Study material:

<<<<

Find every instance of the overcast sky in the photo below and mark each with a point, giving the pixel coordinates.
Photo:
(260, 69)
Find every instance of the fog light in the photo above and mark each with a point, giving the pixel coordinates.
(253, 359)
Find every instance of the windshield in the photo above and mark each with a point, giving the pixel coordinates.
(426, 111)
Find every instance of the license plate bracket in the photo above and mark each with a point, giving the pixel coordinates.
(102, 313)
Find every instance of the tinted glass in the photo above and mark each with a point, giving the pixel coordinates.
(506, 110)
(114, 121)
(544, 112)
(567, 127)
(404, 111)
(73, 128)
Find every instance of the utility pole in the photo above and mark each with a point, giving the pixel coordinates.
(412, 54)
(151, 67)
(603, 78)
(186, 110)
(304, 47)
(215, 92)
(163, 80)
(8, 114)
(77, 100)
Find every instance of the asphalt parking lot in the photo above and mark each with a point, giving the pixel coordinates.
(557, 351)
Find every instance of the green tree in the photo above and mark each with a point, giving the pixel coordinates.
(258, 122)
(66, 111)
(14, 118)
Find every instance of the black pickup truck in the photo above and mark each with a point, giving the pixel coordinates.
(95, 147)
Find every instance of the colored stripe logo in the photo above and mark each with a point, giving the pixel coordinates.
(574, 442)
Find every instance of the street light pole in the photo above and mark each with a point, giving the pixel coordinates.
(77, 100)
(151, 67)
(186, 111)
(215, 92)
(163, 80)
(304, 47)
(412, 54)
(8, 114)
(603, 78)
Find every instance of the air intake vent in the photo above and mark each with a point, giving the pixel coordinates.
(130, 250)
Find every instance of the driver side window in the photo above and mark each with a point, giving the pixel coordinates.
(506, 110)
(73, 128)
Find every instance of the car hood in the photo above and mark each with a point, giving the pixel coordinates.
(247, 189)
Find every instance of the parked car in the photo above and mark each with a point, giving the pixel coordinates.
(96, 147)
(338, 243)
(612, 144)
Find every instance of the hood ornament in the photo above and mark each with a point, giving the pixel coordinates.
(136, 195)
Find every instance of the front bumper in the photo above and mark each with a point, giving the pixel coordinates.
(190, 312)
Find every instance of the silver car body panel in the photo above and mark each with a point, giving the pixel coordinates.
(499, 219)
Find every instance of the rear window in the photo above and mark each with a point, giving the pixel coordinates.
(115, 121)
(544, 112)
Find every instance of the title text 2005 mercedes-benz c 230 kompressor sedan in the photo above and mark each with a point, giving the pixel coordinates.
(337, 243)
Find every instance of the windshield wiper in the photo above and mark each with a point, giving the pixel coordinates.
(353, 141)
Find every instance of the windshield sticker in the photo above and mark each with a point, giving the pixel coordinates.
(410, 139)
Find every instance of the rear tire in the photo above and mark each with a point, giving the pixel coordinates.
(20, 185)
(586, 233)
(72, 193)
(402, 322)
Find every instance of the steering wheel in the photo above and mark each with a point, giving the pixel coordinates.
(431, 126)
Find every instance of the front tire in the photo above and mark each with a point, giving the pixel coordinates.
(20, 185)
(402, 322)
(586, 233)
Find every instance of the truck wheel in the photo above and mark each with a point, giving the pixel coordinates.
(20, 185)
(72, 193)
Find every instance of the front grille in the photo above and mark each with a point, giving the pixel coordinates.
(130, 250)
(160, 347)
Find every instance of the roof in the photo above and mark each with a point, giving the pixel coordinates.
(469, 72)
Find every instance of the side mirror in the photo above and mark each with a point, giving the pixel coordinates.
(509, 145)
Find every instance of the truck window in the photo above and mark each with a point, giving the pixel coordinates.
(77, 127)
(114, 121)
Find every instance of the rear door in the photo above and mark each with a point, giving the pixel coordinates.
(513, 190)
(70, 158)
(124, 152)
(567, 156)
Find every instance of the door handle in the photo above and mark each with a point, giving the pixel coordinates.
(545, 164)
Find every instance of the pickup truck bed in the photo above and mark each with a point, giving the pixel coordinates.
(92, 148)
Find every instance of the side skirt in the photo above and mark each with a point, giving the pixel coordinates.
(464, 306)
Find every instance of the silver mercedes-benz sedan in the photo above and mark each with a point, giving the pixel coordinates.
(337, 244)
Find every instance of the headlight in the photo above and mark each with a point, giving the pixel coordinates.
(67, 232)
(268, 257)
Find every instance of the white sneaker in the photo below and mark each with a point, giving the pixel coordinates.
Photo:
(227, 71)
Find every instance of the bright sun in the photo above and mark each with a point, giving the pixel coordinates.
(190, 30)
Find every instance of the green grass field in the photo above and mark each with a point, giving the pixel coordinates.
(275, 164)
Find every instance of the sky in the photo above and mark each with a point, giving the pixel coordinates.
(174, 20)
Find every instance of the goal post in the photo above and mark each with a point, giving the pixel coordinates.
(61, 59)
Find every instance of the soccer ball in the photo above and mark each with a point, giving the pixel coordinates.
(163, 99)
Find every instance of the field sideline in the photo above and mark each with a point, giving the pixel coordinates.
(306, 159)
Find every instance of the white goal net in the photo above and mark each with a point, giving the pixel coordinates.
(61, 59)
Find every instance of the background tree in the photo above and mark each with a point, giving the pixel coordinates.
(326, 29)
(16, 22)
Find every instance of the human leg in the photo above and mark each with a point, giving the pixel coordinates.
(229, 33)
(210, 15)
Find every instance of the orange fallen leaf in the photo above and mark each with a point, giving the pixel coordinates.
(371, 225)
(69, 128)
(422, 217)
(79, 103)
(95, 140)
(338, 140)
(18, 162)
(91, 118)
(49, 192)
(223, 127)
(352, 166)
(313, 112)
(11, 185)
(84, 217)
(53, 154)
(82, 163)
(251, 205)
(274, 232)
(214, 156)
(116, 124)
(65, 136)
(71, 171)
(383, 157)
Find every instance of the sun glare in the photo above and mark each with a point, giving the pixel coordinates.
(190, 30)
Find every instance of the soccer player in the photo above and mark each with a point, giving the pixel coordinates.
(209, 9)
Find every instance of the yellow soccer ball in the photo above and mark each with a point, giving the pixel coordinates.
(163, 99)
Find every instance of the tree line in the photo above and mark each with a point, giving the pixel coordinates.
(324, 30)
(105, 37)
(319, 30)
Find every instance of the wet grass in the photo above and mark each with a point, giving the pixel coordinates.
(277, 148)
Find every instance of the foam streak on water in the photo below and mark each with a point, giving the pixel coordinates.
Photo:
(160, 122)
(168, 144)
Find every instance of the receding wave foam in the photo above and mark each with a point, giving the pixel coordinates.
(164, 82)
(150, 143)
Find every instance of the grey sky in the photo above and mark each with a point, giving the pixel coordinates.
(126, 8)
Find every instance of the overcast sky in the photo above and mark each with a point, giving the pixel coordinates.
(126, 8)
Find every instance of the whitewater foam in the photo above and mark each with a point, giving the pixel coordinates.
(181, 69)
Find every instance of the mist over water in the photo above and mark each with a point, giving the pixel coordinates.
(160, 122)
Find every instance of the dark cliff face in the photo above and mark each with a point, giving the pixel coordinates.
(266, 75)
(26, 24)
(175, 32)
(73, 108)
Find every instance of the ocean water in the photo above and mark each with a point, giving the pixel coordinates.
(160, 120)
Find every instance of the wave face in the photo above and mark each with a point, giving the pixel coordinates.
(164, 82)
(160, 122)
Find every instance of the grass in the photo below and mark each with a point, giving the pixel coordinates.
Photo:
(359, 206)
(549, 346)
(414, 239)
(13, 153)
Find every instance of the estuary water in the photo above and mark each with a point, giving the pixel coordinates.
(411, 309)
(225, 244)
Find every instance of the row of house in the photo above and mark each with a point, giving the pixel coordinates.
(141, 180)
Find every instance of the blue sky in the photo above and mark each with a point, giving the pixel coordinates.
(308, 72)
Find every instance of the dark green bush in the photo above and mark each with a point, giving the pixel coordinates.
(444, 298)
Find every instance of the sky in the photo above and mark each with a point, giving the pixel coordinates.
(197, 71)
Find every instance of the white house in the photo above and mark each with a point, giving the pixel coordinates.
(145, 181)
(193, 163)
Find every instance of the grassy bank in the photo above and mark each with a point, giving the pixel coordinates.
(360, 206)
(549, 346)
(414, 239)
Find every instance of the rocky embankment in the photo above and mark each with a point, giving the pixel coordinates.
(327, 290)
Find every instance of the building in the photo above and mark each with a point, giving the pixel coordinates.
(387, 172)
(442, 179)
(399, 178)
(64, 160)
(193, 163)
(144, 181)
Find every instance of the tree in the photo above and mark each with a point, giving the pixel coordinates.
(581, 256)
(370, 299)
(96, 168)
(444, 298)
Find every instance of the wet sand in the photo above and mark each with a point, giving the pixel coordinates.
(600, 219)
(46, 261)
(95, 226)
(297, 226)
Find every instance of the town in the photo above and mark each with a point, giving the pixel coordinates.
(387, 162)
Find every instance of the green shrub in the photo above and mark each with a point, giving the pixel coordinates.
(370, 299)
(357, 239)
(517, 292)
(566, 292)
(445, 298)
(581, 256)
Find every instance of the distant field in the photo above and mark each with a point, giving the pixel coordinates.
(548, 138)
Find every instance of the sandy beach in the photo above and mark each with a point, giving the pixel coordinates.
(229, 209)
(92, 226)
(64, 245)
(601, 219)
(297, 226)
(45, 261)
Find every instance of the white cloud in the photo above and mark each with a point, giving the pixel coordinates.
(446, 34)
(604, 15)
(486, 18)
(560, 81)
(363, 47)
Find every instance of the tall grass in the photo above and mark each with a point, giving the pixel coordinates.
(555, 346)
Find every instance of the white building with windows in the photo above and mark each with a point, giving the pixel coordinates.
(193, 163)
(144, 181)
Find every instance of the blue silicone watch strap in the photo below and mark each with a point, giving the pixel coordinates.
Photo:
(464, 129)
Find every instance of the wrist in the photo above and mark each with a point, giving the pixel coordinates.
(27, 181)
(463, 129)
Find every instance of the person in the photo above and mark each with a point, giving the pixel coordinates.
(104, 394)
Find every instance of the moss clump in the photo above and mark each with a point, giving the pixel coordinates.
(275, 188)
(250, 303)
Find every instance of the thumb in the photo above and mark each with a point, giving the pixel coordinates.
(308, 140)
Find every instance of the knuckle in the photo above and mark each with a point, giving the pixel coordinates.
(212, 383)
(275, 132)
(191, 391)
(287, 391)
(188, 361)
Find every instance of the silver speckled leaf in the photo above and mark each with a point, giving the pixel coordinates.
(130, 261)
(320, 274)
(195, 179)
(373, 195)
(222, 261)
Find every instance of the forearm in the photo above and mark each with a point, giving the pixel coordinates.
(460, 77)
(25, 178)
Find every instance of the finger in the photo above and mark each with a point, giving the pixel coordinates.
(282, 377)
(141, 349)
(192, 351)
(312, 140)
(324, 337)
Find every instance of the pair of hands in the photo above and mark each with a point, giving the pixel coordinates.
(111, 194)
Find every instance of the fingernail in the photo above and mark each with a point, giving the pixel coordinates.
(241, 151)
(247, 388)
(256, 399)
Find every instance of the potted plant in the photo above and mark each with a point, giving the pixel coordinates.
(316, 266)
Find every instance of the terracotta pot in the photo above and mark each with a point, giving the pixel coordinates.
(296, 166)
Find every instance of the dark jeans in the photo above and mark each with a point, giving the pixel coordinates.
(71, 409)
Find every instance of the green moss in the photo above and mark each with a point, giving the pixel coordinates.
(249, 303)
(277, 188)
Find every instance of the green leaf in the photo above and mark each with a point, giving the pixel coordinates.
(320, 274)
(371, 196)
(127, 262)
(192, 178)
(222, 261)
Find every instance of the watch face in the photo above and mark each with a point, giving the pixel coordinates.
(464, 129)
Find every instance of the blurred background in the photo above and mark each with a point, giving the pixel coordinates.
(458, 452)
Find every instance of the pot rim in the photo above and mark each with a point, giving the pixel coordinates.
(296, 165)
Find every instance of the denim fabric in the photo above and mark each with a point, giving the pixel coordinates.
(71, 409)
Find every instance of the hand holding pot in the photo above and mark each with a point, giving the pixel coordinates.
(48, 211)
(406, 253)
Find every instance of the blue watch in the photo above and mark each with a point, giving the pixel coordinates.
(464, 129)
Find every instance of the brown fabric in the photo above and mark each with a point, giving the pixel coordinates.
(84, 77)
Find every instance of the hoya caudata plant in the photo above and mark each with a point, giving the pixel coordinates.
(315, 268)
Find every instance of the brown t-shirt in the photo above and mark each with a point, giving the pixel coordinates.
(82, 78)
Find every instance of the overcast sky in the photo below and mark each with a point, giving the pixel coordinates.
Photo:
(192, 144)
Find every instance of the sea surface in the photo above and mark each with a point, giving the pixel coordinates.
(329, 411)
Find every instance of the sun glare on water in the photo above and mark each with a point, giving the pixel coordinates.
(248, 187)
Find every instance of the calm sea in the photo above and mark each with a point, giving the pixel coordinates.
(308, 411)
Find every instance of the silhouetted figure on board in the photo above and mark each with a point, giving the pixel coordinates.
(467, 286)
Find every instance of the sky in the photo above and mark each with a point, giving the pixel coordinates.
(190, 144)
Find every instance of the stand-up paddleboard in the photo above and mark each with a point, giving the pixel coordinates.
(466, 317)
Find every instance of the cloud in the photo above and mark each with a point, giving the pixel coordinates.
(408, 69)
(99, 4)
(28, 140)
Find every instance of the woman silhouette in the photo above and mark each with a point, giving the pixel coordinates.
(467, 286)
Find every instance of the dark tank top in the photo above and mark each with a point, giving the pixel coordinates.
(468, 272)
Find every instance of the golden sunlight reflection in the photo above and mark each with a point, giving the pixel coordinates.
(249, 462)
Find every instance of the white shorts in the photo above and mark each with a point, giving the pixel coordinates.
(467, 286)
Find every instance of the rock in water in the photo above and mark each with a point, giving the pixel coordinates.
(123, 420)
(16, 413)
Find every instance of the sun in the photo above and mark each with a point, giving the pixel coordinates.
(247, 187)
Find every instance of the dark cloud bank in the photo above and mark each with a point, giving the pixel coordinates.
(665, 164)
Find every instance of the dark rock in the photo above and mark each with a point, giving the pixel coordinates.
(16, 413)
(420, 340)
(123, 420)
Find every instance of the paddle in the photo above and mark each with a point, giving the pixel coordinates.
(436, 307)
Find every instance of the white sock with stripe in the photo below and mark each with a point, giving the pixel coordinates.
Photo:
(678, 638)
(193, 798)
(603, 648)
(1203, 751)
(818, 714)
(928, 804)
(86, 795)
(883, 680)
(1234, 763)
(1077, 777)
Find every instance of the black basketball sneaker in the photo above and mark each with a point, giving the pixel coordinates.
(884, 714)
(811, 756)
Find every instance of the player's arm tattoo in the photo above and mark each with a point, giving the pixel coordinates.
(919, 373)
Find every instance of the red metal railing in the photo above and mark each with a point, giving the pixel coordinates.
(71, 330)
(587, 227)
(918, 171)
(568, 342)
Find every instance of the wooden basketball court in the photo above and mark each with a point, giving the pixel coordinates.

>>>>

What this task involves: State how many lines in the preceding material contain the word "below", and give nothing else.

Output of the exercise: 7